EXERCISE >>
Line by line, copy out the data that follows.
^^^^^^^^
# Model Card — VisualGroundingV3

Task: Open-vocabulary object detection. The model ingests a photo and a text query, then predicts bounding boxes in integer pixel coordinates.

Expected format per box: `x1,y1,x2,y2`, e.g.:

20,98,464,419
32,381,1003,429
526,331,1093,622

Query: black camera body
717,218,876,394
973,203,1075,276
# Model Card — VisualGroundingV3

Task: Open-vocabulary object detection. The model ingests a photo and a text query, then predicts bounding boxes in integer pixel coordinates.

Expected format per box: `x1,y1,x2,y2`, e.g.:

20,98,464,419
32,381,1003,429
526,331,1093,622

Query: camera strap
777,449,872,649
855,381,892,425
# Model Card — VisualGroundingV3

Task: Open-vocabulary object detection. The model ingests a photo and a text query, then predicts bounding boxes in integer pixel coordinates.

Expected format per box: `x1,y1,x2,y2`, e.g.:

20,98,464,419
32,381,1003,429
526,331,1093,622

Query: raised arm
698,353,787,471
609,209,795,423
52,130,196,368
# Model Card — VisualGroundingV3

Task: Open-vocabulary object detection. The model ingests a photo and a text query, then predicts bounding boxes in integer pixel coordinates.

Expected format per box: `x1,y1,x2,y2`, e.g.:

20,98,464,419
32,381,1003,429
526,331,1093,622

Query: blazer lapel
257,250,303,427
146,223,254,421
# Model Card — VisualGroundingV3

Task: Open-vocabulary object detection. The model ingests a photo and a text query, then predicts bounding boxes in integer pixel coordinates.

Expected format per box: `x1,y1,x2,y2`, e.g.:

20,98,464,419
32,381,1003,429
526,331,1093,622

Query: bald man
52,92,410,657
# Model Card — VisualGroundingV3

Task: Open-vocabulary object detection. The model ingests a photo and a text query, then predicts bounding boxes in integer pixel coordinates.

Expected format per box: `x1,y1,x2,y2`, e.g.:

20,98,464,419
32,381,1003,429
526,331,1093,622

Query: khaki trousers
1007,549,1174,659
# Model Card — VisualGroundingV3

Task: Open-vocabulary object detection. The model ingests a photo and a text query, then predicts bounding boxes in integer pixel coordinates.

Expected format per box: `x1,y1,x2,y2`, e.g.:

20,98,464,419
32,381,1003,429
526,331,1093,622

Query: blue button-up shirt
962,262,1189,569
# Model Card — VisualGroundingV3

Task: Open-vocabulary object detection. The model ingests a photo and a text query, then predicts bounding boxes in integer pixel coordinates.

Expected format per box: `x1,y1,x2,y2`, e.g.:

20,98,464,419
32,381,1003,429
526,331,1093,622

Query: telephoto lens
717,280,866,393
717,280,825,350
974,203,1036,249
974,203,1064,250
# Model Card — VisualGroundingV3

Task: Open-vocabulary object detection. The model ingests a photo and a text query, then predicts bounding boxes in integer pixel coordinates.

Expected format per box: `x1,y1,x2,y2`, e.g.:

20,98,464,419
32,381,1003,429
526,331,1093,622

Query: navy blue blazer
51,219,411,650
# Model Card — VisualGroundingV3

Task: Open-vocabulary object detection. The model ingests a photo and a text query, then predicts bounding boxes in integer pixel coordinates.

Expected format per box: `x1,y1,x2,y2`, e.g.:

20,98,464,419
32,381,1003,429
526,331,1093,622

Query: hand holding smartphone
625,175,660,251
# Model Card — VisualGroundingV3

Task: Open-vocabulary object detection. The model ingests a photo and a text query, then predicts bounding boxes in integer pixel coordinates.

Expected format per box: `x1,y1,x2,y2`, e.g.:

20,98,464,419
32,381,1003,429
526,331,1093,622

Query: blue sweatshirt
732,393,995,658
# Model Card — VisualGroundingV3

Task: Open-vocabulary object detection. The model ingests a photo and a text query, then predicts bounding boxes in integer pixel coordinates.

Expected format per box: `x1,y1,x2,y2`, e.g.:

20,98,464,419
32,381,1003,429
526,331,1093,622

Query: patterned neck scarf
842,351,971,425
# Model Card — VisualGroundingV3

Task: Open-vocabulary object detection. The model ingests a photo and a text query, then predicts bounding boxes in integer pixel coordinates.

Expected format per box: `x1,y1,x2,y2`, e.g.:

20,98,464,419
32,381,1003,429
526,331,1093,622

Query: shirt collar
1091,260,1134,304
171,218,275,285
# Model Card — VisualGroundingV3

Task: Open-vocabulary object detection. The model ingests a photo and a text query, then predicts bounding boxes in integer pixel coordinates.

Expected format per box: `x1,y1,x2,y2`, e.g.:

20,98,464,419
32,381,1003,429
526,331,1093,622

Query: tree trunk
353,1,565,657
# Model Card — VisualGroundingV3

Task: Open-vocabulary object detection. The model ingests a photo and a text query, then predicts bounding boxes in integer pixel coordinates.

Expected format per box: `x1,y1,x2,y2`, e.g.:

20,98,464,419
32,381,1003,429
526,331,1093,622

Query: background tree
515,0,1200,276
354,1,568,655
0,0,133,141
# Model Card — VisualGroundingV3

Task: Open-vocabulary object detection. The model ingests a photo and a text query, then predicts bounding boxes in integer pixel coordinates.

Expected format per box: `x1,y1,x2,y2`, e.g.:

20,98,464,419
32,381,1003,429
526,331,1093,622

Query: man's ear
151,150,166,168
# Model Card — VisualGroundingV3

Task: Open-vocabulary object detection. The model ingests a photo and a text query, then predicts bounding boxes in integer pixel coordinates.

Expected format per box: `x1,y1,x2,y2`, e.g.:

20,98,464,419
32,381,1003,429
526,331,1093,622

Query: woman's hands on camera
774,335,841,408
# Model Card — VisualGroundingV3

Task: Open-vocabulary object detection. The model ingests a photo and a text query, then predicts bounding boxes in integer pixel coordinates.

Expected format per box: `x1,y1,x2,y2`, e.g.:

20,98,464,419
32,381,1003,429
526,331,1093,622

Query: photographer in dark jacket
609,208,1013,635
^^^^^^^^
YOUR RESPONSE >>
# Model Card — VisualGroundingV3

Task: Open-vocabulary object detection. The model ingests a photo and a text query, then predicts bounding boxes in integer pixel coordinates.

Expected format per box: `x1,y1,x2,y2`, e.g.:

20,98,464,419
32,381,1003,429
526,331,1093,622

Query: black camera body
717,218,876,394
973,203,1075,276
# Model Card — VisualGroundingV3

Task: Open-vocabulary object detection. The model ingests a photo and a text query, then predicts bounding boxes in integer pixel coordinates.

Expected format per box: `x1,y1,x2,y2`, e.g.:

20,98,464,419
32,381,1003,429
526,331,1093,622

Query: camera strap
777,449,872,649
855,381,892,425
# Model Card — VisualGroundingV3

Task: Open-vocabulary object detection. The model ingests a photo and a text query, then predicts bounding boxes in integer pixel coordinates.

Expected format per box: `x1,y1,x2,y2`, e.g.:

20,98,464,419
32,381,1003,429
526,331,1093,622

Query: raised arm
698,353,787,471
609,209,795,423
52,130,196,368
# Model Card — VisualGroundingV3

Task: Open-vocabulary object detection. The model ingests a photo and a text query, then predicts bounding boxes in integer pixel coordinates.

Expected format per box: `x1,y1,x2,y2`, e.g.:

20,98,464,419
32,381,1003,429
526,331,1093,622

Query: blazer lapel
257,250,303,427
146,223,254,421
# Model Card — VisualGroundingV3

Task: Open-vocabulary object detection. The model ingests a photo and a text query, then predicts bounding boxes in integer pixel coordinates.

Expected format per box: `x1,y1,x2,y2`, e.g.:

20,98,464,419
32,381,1003,429
526,331,1093,622

Query: bald man
52,92,410,657
# Model Card — VisualGroundingV3

Task: Open-vocabulary object detection. The model ingests a photo and a text query, then predicts bounding boxes in integer pixel coordinates.

Expected format per box: `x1,y1,x2,y2`, e.g.:

20,98,464,419
32,381,1003,429
526,331,1093,622

Query: khaki trousers
1007,549,1174,659
# Model Card — VisualGroundingV3

Task: Open-vocabulary object detection. The model ingests a photo and a text query, then predicts bounding boxes in integer pixel coordinates.

Expected format per box: `x1,y1,x2,y2`, e.g.:

20,98,464,419
32,381,1003,429
526,331,1093,622

Query: blue button-up shirt
962,262,1189,569
# Model Card — VisualGroundingV3

Task: Open-vocabulary object detection. The model ingests a photo and a text query, then predicts bounding boxes in integer pixel coordinates.

Expected format per box: `x1,y1,x2,y2`, e.g.:

20,98,464,419
32,381,1003,429
526,331,1093,622

Query: telephoto lens
717,280,866,393
717,280,825,350
974,203,1036,249
974,203,1064,250
# Model Card — VisualGroundingV3

Task: Open-vocabulary object detection. The model ingests a photo and a text query, then predicts bounding boxes in integer pixel coordinates.

Expected format per box: `x1,y1,x2,y2`, e.g.:

20,98,464,419
32,381,1003,429
526,331,1093,622

Query: navy blue blazer
51,219,411,650
# Model Card — VisualGroundingV3

Task: Open-vocabulary object detection. The model ingests a photo and a text query, then predicts bounding boxes in integer pixel coordinates.

Expected format per box: `x1,y1,x2,y2`, e.g.:

20,98,464,419
32,381,1003,429
526,331,1093,622

Query: hand holding smartphone
625,175,660,251
# Model Card — VisualGroundingV3

Task: Open-vocabulary object detection. The model ingests a photo and a text query, then predicts bounding boxes in integer pixel coordinates.

Expected format per box: `x1,y1,x2,y2`, e.g.:

20,98,464,419
32,381,1003,429
526,331,1093,622

Query: blue sweatshirt
732,393,995,658
# Model Card — VisualGroundingV3

Task: Open-vocabulary object detection. The model ingests a photo and a text query, then predicts bounding boxes in integer pixel coordinates.

Expected format per box: `x1,y1,x2,y2`, e.g.:

20,98,464,419
32,381,1003,429
526,331,1093,622

Query: patterned neck scarf
842,351,971,425
# Model Card — VisualGroundingV3

Task: Open-vocabulary object detection. The model ingests a photo and a text query, then predicts bounding boxes in integer pixel coordinates.

Expected format per box: `x1,y1,x2,y2`, e.g.:

20,98,464,419
32,381,1003,429
526,331,1093,622

Query: shirt collar
1091,260,1134,304
171,218,275,285
# Model Card — VisualGroundingV3

Task: Open-vocabulary object detection. The model ingests a photo and a text query, then predicts bounding boxes in integer pixel coordinates.

Expected format per box: `x1,y1,x2,y2`, e.g.:

20,98,464,419
32,381,1003,429
526,331,1093,622

Query: tree trunk
353,1,565,657
# Model Card — VisualGroundingV3

Task: Open-vocabulary object detection. The model ingests a photo and a text query, then predicts bounding boxes in integer pixel coordinates.

Expected format per box: `x1,y1,x2,y2`, e.g.:

20,98,464,419
32,381,1003,429
526,331,1093,622

Query: background tree
515,0,1200,276
354,1,568,655
0,0,133,141
# Model Card — VisualGroundingV3

Task: Open-vocabulary object detection. The model ingests a photo and a text query, then predicts bounding boxes in integer pixel coordinates.

Expected format per box: `x1,y1,x2,y2`, e.g.:

20,98,464,419
32,381,1003,429
526,331,1093,622

Query: man's ear
151,150,166,168
# Model Card — VisualGroundingV3

Task: Open-vocabulary object detection. The model ingests a photo and a text query, then predicts bounding boxes in integer pixel coordinates.

Expected format per box: `x1,y1,x2,y2`, e.g.:

20,98,464,419
32,381,1003,429
526,331,1093,622

Query: woman's hands on camera
774,335,841,408
# Model Card — VisualGroundingV3

Task: Open-vocabulary object detection. The model ingests a photo and a text query, then predicts bounding boxes in integer pixel coordinates.

Expected format per box: `x1,y1,x2,y2`, e.g.:

20,98,464,419
32,381,1003,429
526,331,1093,622

Query: photographer in dark jacket
609,208,1013,635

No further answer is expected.